### WHAT YOU HAVE TO DO
Each entry below is to be duplicated verbatim.

* Begin *

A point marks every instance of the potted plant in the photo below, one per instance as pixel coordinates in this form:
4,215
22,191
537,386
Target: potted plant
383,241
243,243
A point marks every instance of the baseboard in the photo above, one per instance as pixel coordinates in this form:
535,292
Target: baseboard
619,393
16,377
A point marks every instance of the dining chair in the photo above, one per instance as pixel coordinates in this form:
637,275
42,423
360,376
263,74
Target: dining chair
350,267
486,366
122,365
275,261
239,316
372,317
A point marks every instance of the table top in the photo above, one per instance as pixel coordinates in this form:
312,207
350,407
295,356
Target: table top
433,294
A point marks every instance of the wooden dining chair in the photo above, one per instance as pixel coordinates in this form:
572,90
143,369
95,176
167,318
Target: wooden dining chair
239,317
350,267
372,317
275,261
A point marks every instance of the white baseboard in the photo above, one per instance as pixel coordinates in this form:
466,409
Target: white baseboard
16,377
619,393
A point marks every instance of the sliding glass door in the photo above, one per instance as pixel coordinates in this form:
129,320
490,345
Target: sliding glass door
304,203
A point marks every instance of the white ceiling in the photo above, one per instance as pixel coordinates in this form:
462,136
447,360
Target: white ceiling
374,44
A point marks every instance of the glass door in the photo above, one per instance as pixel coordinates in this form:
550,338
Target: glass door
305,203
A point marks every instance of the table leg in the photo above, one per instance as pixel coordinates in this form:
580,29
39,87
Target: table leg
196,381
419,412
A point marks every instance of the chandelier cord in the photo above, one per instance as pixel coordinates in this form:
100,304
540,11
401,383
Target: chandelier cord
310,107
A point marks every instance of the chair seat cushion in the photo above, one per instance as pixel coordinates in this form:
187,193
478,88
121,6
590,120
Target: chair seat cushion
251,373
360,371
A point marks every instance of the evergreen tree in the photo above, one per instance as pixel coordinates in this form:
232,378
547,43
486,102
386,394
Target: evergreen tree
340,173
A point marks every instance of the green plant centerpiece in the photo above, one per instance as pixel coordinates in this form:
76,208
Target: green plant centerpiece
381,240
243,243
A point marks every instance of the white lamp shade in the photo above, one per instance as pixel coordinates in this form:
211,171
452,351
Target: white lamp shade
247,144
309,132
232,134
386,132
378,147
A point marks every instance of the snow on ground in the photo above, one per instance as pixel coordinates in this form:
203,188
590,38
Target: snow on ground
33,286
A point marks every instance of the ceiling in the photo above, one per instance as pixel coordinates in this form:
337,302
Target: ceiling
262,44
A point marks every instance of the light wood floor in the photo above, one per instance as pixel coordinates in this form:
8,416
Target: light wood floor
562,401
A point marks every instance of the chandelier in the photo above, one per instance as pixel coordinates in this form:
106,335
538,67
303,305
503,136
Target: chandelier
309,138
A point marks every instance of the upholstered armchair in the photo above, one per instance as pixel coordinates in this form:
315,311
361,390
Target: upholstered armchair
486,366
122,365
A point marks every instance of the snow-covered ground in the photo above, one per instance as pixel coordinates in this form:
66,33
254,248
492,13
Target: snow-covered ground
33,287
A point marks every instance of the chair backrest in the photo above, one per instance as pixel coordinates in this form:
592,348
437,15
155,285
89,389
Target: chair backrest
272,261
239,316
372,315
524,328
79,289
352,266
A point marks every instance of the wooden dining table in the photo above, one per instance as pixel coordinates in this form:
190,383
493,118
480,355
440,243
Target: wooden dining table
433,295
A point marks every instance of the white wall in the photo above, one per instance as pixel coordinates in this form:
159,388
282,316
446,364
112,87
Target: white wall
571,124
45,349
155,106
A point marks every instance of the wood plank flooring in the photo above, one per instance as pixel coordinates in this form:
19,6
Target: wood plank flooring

* End *

### RESULT
A point marks every instance of the potted plant in the photo below, one per instance as pixel coordinates in this form:
4,215
22,191
537,386
Target: potted plant
383,241
243,243
A point marks every instance of the baseboard in the photo above, one per instance as pixel coordinates in this form:
535,292
Target: baseboard
619,393
16,377
A point marks every instance of the dining chair in the photo above, one per instance as pixel coordinates in this form:
637,275
42,423
360,376
263,74
Target: dining chair
350,267
486,366
122,365
275,261
239,316
372,317
A point marks every instance of the table top in the photo above, one per instance as pixel coordinates in this form:
312,207
350,407
295,356
Target: table top
433,294
A point marks every instance of the wooden dining chair in the photo above, one per instance as pixel coordinates in this form:
572,90
143,369
95,176
167,318
Target: wooden dining chair
239,317
350,267
372,317
275,261
A point marks every instance of the white baseboard in the photo above, one per instance as pixel coordinates in this form:
466,409
Target: white baseboard
16,377
619,393
A point marks every instance of the sliding glass door in the photo above, one per instance as pixel coordinates in this form:
129,320
490,345
Target: sliding glass door
304,203
A point marks every instance of the white ceiling in the photo above, one per instance as pixel coordinates in this form:
462,136
447,360
Target: white ceiling
374,44
A point marks every instance of the glass door in the photo above, one per instance as pixel coordinates in this form:
550,338
Target: glass door
305,203
A point marks every instance of the table leg in the photo above, one per instance as pixel coordinates in this form:
580,29
39,87
Target: table leg
196,381
419,412
A point marks every instance of the chandelier cord in the photo above, one per instance as pixel coordinates in this form:
100,304
540,11
401,383
Target: chandelier cord
310,107
A point marks every instance of the chair seat cushion in the photo above, one per instance as pixel coordinates in this form:
187,193
478,88
121,6
590,120
Target: chair seat cushion
251,373
360,371
A point marks every instance of the evergreen tree in the photo above, one per instance as pixel coordinates in this form:
232,378
547,43
486,102
386,394
Target: evergreen tree
340,173
A point marks every instance of the green plant centerpiece in the photo above, one per instance as pixel coordinates in this form:
76,208
Target: green plant centerpiece
381,240
243,243
A point marks every instance of the white lamp shade in the photo above, one per instance as pixel coordinates in this form:
211,171
452,351
Target: white lamp shade
247,144
309,132
232,134
386,132
378,147
A point marks every instance of the snow on ground in the photo above, one per instance as pixel coordinates in this form:
203,188
590,38
Target: snow on ground
33,286
A point marks every instance of the ceiling in the photo above, one per instance as pixel coordinates in this form:
337,302
Target: ceiling
262,44
A point marks every instance of the light wood floor in the photo above, one per instance as pixel coordinates in this form:
8,416
Target: light wood floor
562,401
A point marks every instance of the chandelier in the photo above, one per instance as pixel coordinates in this form:
106,335
538,67
303,305
503,136
Target: chandelier
309,138
A point marks every instance of the upholstered armchair in the photo above, one per instance as pixel coordinates in this form:
315,311
361,390
Target: upholstered armchair
486,366
122,365
A point marks every instance of the snow-covered ground in the photo above, one per instance as pixel coordinates in this form:
66,33
254,248
492,13
Target: snow-covered ground
33,287
A point marks every instance of the chair backrest in the photo above, one per instance as pixel coordinates in this form:
592,348
437,15
155,285
89,389
Target: chair backrest
272,261
239,316
372,315
524,328
79,289
352,266
A point marks every instance of the wooden dining table in the photo above, one per instance as pixel coordinates in this form:
190,383
493,118
480,355
440,243
Target: wooden dining table
433,295
A point marks every instance of the white wall in the photo above, one per instance as pixel coordinates in this form:
159,388
282,316
446,364
112,87
Target: white wall
571,124
45,349
155,106
A point marks every instance of the wood plank flooring in the photo above, one per instance as pixel coordinates in this form:
19,6
Target: wood plank flooring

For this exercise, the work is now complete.